#### Records for this exercise ####

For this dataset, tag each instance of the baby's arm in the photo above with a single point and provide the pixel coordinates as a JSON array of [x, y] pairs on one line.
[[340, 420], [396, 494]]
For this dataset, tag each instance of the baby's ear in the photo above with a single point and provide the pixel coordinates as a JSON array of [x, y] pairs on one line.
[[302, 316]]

####
#### Records for this exercise ####

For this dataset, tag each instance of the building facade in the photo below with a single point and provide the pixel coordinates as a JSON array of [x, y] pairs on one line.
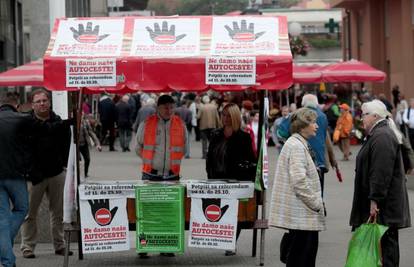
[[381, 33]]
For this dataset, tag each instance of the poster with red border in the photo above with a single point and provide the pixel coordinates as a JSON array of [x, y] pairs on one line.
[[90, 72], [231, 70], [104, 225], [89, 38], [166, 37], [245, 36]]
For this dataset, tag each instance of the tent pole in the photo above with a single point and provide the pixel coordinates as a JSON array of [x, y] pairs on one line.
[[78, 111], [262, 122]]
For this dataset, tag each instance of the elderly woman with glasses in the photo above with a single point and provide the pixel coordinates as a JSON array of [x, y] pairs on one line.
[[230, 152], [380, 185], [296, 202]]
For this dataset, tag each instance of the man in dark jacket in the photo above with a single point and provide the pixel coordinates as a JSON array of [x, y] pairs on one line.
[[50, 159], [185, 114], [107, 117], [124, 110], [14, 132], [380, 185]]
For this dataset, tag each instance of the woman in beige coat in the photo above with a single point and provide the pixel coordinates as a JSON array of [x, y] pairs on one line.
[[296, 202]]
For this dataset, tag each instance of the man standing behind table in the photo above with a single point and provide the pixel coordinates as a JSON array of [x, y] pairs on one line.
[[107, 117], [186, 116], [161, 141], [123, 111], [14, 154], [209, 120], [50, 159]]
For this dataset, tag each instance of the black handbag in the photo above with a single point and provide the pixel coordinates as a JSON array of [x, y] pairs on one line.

####

*What the task asks*. The required output is the stretch of entries above from the line containing "For this dataset, tag each instance of the man standing" through the line containing "For this dataset, tag each instance of the black", reproduced exactly.

*Written answer*.
For this dataset, tag each instance of the man standing behind table in the photo above with a single point and provide the pixel coordinates as a JSON array of [x, y] pairs on one line.
[[107, 117], [186, 116], [161, 141], [123, 111], [14, 154], [209, 120], [50, 159]]
For this dataset, tag each instance of the black handbag in the photo above with a single point and provide the pixel coordinates as a JSON array of [x, y] pairs on one line.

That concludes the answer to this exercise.